**What the exercise asks:** Return every line of the records below that contains the word "white", copied in full.

Point annotation records

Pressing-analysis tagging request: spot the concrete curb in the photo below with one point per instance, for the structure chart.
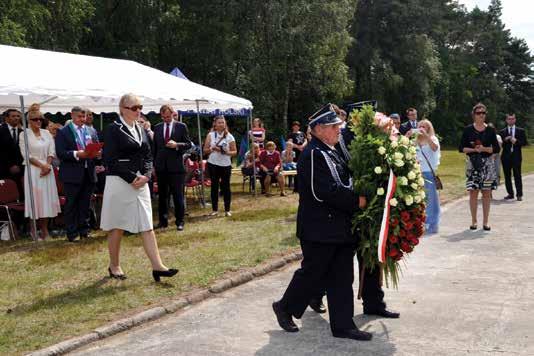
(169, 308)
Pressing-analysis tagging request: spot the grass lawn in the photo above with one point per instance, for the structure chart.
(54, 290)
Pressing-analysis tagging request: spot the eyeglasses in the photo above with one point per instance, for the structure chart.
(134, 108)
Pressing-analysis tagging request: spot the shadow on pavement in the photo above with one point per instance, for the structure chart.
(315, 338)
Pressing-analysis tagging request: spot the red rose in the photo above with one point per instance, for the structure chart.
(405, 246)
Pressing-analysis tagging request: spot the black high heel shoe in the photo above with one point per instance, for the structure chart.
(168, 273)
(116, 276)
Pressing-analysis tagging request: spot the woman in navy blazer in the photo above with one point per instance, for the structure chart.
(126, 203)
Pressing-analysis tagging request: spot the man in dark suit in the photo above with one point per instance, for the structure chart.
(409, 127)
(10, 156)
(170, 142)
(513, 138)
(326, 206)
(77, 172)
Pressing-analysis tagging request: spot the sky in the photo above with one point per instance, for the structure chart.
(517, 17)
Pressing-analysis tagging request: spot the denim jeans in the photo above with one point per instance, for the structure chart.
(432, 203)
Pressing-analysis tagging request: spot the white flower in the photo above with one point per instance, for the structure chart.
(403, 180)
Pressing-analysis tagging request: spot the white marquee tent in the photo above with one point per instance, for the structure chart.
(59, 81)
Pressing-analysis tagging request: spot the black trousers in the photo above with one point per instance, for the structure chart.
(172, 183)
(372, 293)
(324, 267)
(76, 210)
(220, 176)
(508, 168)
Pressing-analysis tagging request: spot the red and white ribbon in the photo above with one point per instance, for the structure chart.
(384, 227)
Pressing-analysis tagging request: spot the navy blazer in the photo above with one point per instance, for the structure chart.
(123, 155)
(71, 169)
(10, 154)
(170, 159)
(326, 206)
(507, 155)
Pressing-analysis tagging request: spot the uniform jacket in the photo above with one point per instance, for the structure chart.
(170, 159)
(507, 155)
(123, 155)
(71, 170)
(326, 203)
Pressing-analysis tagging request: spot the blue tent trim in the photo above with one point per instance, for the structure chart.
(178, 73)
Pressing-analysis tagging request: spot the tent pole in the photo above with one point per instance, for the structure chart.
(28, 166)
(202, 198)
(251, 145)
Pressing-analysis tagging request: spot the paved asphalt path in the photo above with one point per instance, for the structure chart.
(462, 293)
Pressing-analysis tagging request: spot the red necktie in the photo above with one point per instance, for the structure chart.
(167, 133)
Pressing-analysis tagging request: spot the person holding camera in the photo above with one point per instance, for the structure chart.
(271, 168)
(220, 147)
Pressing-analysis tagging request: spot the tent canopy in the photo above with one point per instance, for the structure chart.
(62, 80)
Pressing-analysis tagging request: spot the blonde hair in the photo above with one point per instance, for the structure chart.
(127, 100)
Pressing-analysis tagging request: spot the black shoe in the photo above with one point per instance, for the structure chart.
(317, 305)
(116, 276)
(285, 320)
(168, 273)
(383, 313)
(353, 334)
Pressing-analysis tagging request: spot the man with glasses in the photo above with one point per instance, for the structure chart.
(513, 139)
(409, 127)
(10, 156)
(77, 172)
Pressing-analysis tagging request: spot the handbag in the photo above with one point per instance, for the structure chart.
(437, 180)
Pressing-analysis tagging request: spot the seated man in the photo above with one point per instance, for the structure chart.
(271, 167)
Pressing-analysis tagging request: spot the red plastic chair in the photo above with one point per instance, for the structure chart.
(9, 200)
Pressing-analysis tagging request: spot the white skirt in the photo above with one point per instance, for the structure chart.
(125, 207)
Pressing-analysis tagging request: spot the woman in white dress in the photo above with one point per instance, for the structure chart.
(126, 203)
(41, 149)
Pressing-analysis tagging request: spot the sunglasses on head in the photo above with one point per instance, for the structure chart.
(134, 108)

...

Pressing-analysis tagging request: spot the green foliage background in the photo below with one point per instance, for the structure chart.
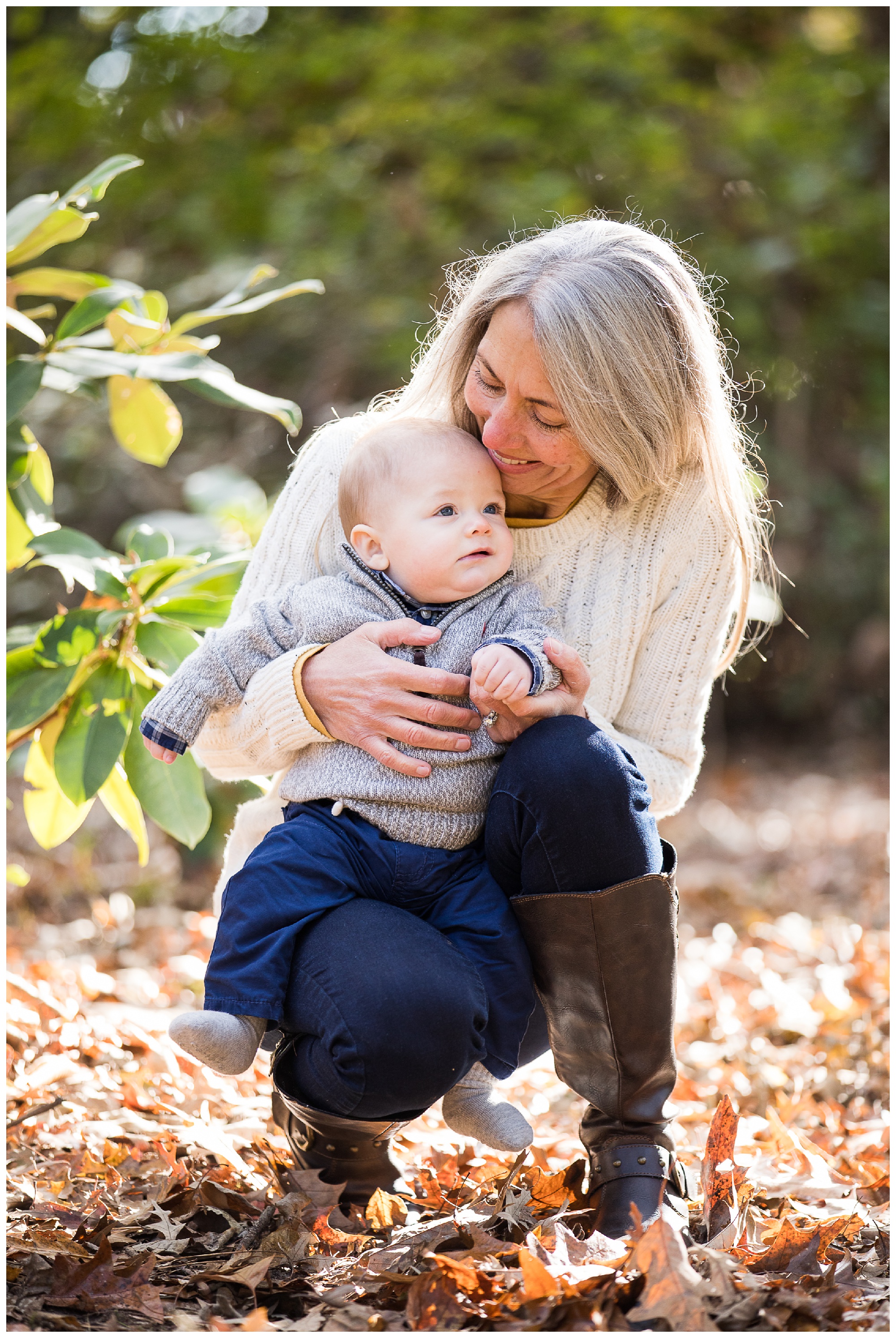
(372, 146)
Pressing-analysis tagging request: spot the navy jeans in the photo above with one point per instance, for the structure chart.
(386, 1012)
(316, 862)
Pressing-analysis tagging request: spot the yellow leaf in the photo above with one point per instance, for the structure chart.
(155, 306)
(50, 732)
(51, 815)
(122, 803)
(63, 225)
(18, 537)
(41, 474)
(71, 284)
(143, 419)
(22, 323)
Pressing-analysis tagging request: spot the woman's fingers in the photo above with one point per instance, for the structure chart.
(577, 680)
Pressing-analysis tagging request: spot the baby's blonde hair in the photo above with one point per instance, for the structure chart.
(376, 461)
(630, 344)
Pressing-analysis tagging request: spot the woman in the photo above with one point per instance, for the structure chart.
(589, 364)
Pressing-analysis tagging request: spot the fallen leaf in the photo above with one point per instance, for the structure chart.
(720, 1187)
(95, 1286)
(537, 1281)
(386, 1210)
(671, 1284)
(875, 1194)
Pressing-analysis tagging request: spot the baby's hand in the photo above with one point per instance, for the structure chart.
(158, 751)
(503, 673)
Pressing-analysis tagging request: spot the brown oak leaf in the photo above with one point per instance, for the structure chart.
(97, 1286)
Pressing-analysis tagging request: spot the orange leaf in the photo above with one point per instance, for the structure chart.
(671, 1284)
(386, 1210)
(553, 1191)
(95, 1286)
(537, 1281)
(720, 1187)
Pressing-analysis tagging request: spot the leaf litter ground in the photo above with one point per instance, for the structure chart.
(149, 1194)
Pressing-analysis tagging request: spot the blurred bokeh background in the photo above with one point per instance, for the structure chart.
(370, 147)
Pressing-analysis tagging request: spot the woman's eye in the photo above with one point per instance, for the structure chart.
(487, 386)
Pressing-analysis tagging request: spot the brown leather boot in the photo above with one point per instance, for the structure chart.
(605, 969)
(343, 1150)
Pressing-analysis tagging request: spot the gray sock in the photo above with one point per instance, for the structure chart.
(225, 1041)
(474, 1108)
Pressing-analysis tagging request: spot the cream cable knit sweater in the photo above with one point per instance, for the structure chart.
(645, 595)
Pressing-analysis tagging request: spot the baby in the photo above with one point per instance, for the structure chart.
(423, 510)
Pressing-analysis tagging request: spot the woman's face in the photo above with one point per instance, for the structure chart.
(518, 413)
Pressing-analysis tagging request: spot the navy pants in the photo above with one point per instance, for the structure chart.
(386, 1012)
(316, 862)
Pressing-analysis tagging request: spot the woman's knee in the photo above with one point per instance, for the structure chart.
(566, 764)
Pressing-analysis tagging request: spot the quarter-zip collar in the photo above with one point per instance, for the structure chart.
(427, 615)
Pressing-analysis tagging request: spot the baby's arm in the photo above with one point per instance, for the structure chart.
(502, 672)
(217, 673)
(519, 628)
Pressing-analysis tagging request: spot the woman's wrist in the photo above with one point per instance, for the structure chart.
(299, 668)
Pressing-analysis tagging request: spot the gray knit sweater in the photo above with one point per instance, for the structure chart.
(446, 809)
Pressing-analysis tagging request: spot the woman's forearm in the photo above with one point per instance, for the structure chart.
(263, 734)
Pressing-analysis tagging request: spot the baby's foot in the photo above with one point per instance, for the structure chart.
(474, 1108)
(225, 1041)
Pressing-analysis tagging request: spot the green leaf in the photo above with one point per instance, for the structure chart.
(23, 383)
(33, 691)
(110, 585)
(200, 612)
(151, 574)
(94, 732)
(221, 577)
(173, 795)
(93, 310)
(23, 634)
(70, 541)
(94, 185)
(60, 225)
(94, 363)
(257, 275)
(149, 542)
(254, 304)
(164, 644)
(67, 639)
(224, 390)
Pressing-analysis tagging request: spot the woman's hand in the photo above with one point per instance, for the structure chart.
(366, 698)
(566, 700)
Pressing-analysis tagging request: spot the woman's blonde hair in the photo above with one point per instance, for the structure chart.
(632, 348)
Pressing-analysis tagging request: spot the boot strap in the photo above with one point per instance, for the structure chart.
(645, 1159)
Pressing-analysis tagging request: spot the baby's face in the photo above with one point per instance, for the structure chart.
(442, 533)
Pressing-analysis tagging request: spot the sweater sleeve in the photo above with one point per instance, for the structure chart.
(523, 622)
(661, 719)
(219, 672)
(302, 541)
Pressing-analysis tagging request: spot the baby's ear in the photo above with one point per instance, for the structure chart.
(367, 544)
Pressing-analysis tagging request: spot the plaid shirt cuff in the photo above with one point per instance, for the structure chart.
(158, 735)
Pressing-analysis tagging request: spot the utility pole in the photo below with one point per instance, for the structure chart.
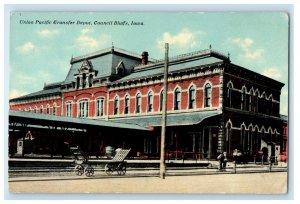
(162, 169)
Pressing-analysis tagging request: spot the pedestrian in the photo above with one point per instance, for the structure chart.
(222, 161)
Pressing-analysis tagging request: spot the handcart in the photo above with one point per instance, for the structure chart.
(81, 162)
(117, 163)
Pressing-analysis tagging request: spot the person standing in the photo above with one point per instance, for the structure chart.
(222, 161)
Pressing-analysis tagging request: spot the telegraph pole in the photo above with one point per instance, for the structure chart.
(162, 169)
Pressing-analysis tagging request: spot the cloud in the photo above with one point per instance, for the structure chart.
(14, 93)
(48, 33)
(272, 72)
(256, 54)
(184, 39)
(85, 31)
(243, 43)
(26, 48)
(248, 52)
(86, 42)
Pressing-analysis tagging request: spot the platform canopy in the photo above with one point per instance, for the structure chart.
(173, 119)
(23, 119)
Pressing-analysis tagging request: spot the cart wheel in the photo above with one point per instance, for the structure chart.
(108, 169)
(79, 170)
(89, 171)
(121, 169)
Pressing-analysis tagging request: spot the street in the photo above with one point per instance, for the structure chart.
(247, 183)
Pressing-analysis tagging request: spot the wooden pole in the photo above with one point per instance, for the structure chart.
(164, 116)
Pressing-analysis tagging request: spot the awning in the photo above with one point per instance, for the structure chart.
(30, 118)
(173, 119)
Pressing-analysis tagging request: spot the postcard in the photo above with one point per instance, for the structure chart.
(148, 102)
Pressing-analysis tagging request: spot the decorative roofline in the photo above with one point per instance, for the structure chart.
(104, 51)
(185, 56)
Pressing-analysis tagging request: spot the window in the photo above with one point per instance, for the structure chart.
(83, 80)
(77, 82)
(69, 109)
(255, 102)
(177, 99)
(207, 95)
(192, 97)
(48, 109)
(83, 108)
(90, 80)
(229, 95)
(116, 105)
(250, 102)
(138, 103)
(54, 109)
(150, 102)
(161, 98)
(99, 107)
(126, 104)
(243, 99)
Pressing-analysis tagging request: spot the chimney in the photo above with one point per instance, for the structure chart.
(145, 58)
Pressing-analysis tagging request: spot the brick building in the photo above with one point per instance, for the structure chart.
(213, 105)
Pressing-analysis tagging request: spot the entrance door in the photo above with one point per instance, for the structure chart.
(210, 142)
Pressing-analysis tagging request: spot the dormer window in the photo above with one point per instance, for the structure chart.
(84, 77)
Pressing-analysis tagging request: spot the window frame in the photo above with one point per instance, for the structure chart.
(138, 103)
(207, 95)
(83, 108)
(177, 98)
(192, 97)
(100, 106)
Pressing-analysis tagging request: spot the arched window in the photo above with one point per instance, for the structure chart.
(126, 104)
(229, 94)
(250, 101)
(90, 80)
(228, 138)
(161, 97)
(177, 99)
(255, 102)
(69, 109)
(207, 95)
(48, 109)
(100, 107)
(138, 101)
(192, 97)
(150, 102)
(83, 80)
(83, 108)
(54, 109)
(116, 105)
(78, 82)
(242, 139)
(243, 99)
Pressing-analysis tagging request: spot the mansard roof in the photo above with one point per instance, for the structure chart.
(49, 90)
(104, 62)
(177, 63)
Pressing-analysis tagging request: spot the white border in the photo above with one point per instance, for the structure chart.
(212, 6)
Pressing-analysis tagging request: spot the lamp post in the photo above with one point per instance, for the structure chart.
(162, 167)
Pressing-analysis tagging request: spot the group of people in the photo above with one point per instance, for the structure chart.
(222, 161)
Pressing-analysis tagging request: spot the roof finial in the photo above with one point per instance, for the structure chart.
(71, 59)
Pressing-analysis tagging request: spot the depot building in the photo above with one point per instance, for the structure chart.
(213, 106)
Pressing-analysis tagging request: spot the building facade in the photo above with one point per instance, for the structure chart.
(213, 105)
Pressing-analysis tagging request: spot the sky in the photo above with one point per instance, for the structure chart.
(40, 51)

**Result of the exercise:**
Pressing-analysis tagging request: spot the white flower in the photo above with one point per instance, for the structure chart.
Pressing-analysis tagging request: spot the white marquee tent in the photo above with one point per instance, for the structure chart.
Pressing-analysis tagging request: spot the red and white ribbon in the photo above with one point per instance, for the structure chart.
Pressing-analysis tagging request: spot the white skirt in the photo above with one point per instance, for the structure chart.
Pressing-analysis tagging request: spot the woman in white dress in the photo above with one point per instance, for the structure chart.
Pressing-analysis tagging request: spot the white border in the photo above with one point per instance, for the structure chart.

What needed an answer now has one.